## [REQUIREMENT]
Rewrite the part that opens with the line containing "# mark one dot per instance, written like column 80, row" and closes with the line containing "column 366, row 251" as a Markdown table with the columns No. and Line, giving each line its own numbered row. Skip blank lines and leave the pictures out.

[Collected data entries]
# # # # # # #

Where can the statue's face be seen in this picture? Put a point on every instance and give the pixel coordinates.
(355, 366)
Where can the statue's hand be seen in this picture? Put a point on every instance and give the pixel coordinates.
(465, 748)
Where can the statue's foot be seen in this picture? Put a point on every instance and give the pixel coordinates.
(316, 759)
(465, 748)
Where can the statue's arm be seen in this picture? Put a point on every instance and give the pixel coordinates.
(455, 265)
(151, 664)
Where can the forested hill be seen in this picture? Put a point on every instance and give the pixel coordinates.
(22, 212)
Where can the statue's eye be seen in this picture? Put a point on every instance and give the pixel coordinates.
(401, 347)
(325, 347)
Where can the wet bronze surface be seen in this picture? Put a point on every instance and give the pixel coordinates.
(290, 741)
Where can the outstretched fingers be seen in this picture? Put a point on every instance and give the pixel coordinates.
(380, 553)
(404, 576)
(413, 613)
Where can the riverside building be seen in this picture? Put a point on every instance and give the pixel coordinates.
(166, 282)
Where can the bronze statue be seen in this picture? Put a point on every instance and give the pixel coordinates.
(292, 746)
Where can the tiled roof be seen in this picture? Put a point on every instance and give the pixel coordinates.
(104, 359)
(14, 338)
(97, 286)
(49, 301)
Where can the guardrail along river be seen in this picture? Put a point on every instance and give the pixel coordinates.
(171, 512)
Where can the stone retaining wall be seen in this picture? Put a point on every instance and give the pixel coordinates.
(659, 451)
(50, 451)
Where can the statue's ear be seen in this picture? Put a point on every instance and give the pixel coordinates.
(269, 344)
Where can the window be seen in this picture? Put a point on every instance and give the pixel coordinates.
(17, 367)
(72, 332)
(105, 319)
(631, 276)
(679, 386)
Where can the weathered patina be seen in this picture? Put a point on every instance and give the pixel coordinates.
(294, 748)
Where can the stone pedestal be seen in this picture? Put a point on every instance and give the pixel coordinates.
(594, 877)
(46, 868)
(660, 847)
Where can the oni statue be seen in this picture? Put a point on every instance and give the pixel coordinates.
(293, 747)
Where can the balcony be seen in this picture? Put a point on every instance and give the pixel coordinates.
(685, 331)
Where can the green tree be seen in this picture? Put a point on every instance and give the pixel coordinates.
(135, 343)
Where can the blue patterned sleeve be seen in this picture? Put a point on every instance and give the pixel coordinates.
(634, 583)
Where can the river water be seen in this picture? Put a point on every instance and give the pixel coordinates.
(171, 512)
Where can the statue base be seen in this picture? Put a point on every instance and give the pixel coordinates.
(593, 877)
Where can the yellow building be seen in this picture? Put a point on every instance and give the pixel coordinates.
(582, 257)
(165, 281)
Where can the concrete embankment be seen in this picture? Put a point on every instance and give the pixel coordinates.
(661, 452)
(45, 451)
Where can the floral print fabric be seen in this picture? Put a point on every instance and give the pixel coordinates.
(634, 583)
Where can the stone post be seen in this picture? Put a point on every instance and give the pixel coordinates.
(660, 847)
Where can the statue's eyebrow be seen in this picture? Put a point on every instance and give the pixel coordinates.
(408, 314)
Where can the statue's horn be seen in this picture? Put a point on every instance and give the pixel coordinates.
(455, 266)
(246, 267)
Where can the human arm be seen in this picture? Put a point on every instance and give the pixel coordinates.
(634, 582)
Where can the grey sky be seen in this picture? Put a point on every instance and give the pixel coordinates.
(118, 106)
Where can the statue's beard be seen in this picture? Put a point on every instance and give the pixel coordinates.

# # # # # # #

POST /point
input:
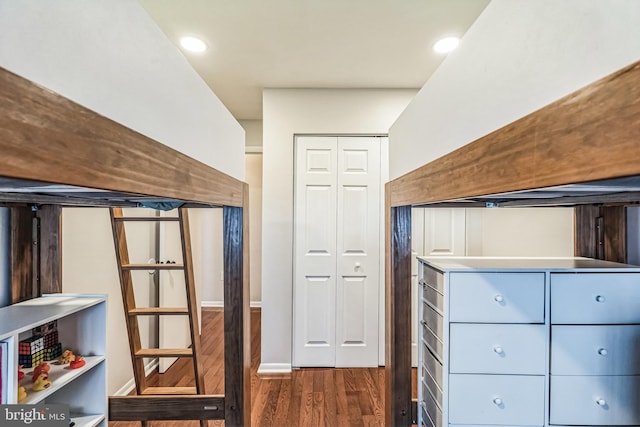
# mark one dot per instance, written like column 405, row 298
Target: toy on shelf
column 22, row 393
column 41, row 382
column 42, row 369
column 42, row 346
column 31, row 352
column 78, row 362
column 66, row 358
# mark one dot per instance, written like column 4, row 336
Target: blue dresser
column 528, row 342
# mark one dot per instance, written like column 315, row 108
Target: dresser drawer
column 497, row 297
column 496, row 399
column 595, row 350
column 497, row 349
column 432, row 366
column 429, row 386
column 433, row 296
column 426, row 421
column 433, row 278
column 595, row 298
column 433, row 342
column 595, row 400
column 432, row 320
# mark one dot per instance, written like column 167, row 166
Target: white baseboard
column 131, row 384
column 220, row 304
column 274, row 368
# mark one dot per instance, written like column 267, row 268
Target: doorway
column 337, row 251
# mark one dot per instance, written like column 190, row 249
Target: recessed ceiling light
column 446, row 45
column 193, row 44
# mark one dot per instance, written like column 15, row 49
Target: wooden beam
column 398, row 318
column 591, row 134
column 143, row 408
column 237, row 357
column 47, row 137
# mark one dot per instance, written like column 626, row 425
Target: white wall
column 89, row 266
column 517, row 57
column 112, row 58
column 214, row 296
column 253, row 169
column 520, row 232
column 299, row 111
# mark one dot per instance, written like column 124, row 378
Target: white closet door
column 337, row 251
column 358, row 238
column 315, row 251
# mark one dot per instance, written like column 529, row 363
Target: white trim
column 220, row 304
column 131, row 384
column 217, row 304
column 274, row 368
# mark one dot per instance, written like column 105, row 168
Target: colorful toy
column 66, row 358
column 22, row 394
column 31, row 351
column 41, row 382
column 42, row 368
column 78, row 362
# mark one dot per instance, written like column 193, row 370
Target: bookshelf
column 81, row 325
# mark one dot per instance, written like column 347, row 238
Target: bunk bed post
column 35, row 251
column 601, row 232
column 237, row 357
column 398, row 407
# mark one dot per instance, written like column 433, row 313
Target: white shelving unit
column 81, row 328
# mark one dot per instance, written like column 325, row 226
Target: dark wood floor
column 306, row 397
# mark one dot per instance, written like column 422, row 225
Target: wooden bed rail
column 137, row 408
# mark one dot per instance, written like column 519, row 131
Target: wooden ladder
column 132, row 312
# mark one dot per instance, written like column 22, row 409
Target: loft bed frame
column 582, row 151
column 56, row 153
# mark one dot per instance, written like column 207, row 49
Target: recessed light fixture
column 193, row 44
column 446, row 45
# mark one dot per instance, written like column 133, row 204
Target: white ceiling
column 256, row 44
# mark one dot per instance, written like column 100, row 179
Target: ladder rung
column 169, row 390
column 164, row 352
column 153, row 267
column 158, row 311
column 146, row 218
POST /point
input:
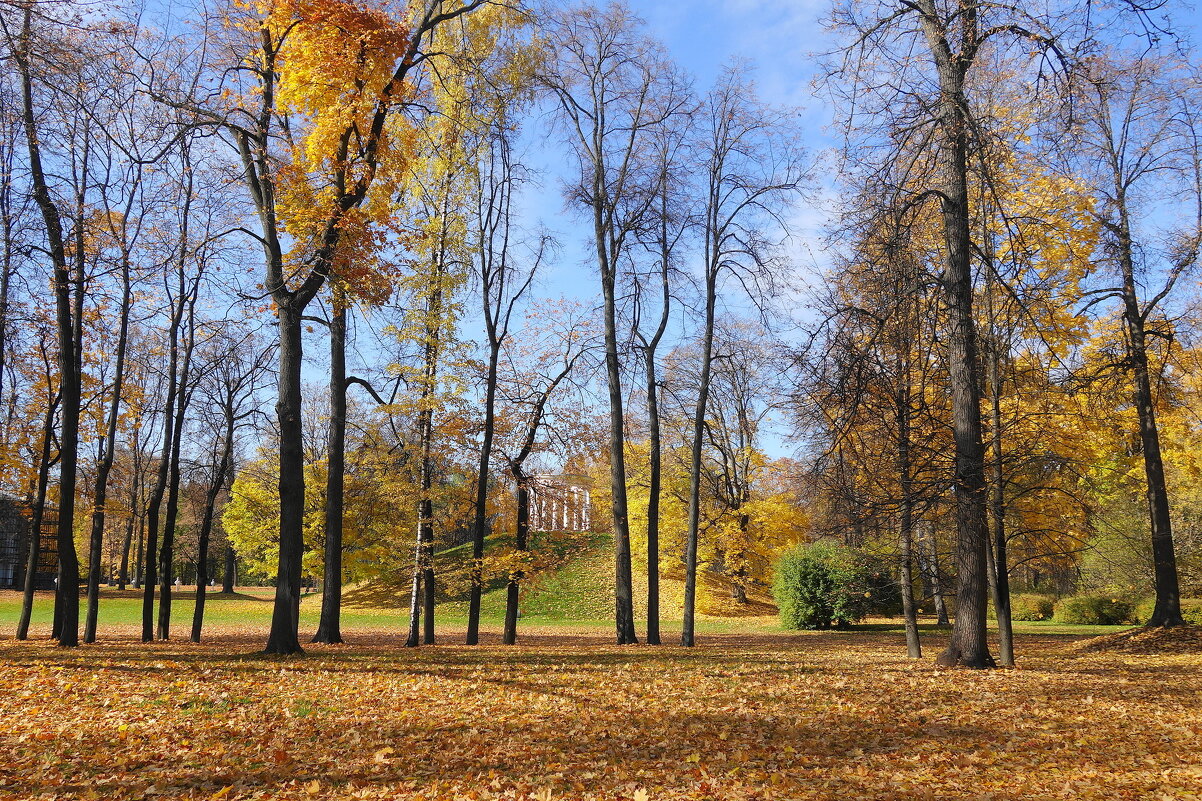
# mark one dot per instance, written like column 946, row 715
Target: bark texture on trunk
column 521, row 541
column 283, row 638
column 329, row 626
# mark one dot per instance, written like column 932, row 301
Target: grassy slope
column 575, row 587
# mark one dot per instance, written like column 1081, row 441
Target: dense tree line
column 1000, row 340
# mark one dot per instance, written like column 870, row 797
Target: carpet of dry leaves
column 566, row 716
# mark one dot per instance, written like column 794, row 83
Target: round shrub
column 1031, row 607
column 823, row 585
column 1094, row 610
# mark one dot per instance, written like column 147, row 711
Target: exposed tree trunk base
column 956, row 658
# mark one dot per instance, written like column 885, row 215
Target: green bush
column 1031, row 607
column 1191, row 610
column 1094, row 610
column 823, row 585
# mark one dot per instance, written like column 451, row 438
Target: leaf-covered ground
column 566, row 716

# # # # # # #

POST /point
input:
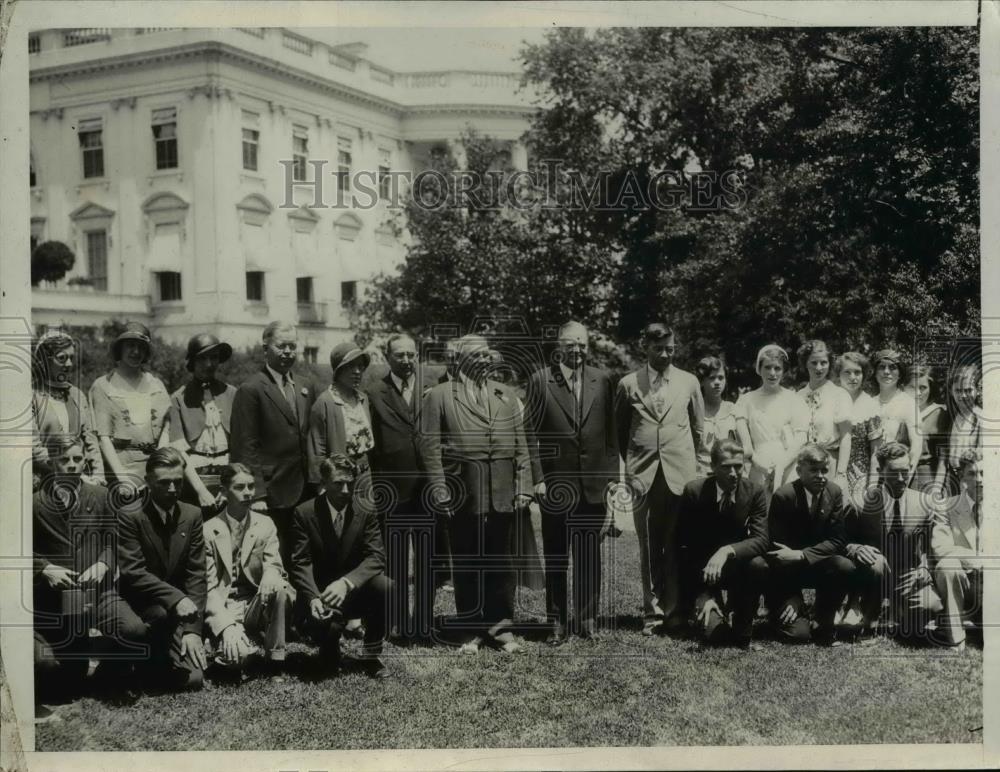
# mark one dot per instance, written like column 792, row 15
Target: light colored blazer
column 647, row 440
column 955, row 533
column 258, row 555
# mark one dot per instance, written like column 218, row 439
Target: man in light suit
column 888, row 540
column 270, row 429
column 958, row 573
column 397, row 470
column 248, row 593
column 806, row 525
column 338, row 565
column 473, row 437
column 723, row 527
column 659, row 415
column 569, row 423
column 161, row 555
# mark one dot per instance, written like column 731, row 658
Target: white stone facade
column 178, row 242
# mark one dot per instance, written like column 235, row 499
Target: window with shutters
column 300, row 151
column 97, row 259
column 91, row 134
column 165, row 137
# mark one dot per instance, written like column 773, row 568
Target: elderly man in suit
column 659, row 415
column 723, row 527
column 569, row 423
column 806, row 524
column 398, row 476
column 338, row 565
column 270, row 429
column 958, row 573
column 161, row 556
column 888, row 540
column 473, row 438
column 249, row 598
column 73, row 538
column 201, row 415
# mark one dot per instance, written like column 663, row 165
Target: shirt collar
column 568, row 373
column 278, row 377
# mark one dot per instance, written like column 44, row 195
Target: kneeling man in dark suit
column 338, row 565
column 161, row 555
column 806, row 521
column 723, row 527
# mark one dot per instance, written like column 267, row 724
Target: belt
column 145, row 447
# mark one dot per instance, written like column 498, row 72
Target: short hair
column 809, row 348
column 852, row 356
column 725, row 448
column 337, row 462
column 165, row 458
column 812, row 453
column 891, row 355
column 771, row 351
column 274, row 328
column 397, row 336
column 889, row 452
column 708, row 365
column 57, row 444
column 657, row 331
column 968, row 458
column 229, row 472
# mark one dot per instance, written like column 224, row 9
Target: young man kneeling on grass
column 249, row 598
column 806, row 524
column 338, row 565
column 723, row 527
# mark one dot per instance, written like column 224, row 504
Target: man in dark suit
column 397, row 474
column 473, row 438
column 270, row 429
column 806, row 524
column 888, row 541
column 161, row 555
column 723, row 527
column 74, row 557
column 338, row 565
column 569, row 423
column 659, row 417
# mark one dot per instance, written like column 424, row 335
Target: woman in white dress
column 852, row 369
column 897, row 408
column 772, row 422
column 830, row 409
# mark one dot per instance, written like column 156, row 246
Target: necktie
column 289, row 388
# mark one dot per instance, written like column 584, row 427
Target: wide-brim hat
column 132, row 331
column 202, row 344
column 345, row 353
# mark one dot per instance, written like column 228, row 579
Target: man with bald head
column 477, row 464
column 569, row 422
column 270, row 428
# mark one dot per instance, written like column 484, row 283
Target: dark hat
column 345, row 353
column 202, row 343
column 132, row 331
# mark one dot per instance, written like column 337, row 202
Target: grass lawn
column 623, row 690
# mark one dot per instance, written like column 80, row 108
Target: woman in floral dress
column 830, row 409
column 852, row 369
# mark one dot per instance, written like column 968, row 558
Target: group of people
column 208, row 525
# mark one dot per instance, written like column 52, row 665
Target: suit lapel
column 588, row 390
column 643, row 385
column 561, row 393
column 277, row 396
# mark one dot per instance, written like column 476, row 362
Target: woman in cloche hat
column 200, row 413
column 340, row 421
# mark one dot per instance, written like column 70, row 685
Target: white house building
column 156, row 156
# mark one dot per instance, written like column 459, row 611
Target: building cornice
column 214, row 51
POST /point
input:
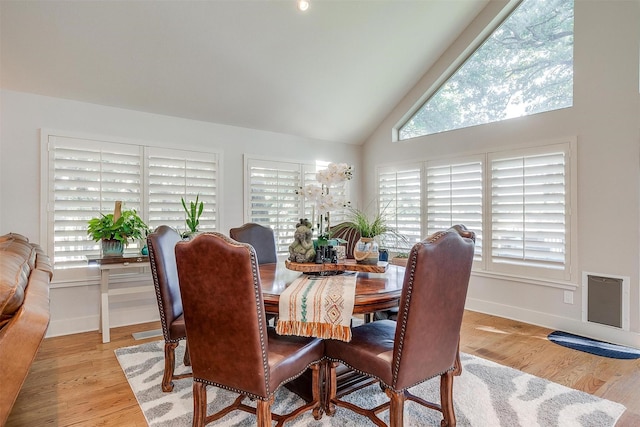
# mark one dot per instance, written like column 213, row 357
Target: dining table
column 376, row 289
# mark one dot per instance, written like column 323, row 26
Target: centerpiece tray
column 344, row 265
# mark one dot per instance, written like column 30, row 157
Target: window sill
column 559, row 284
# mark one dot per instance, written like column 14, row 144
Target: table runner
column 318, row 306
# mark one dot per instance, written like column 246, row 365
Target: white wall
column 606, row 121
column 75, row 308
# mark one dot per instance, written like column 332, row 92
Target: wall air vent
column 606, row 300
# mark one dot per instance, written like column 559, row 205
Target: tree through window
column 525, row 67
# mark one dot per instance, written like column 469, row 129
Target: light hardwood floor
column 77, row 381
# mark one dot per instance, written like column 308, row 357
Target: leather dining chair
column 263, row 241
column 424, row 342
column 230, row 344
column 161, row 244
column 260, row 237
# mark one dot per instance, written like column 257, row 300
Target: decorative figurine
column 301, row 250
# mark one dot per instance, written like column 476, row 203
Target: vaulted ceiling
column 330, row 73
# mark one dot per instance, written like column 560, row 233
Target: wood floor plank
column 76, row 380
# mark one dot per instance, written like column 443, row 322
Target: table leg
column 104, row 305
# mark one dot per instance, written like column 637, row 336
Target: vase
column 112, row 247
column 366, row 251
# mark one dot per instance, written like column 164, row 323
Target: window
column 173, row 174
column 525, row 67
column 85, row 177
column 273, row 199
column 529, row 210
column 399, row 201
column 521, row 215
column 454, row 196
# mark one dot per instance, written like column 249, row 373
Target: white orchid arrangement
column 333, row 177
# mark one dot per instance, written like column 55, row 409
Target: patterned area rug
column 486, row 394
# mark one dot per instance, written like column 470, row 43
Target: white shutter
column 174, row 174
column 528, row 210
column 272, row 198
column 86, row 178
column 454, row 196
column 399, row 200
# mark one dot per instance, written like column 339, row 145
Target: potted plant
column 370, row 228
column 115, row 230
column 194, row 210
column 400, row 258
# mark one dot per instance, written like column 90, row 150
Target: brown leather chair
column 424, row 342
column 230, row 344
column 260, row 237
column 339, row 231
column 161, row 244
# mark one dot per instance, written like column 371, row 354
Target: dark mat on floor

# # # # # # #

## [FINAL RESULT]
| No. | Line |
|---|---|
| 1 | # mark one dot per instance, written like column 80, row 108 |
| 2 | Target: woman in floral dress |
| 3 | column 830, row 409 |
| 4 | column 852, row 369 |
| 5 | # mark one dot per instance, written like column 968, row 558 |
| 6 | Target: group of people |
| 7 | column 208, row 525 |
| 8 | # mark one dot per instance, written like column 52, row 665 |
| 9 | Target: suit lapel |
| 10 | column 588, row 390 |
| 11 | column 643, row 385 |
| 12 | column 561, row 393 |
| 13 | column 277, row 396 |
| 14 | # mark one dot per instance, written like column 476, row 362 |
| 15 | Target: woman in cloche hat |
| 16 | column 200, row 413 |
| 17 | column 340, row 421 |
| 18 | # mark one dot per instance, written like column 70, row 685 |
| 19 | Target: white house building |
| 20 | column 156, row 156 |
| 21 | # mark one dot per instance, written like column 459, row 611 |
| 22 | Target: building cornice |
| 23 | column 214, row 51 |
| 24 | POST /point |
| 25 | input: |
| 26 | # mark one dot per instance, written like column 213, row 357 |
| 27 | Target: dining table |
| 28 | column 376, row 289 |
| 29 | # mark one dot per instance, written like column 323, row 26 |
| 30 | Target: centerpiece tray |
| 31 | column 344, row 265 |
| 32 | # mark one dot per instance, written like column 30, row 157 |
| 33 | Target: window sill |
| 34 | column 559, row 284 |
| 35 | # mark one dot per instance, written like column 14, row 144 |
| 36 | Target: table runner |
| 37 | column 318, row 306 |
| 38 | # mark one dot per instance, written like column 246, row 365 |
| 39 | Target: white wall |
| 40 | column 606, row 121 |
| 41 | column 75, row 308 |
| 42 | # mark one dot per instance, written like column 332, row 92 |
| 43 | Target: wall air vent |
| 44 | column 606, row 300 |
| 45 | # mark one dot per instance, written like column 559, row 205 |
| 46 | Target: tree through window |
| 47 | column 525, row 67 |
| 48 | # mark one dot per instance, written like column 469, row 129 |
| 49 | Target: light hardwood floor |
| 50 | column 77, row 381 |
| 51 | # mark one dot per instance, written like column 308, row 357 |
| 52 | Target: leather dining chair |
| 53 | column 263, row 241 |
| 54 | column 424, row 342 |
| 55 | column 230, row 344 |
| 56 | column 161, row 244 |
| 57 | column 260, row 237 |
| 58 | # mark one dot per instance, written like column 257, row 300 |
| 59 | Target: decorative figurine |
| 60 | column 301, row 250 |
| 61 | # mark one dot per instance, written like column 476, row 203 |
| 62 | Target: vaulted ceiling |
| 63 | column 330, row 73 |
| 64 | # mark one dot per instance, written like column 560, row 233 |
| 65 | Target: wood floor plank |
| 66 | column 76, row 380 |
| 67 | # mark one dot per instance, written like column 443, row 322 |
| 68 | Target: table leg |
| 69 | column 104, row 305 |
| 70 | # mark one dot per instance, written like column 637, row 336 |
| 71 | Target: vase |
| 72 | column 112, row 247 |
| 73 | column 366, row 251 |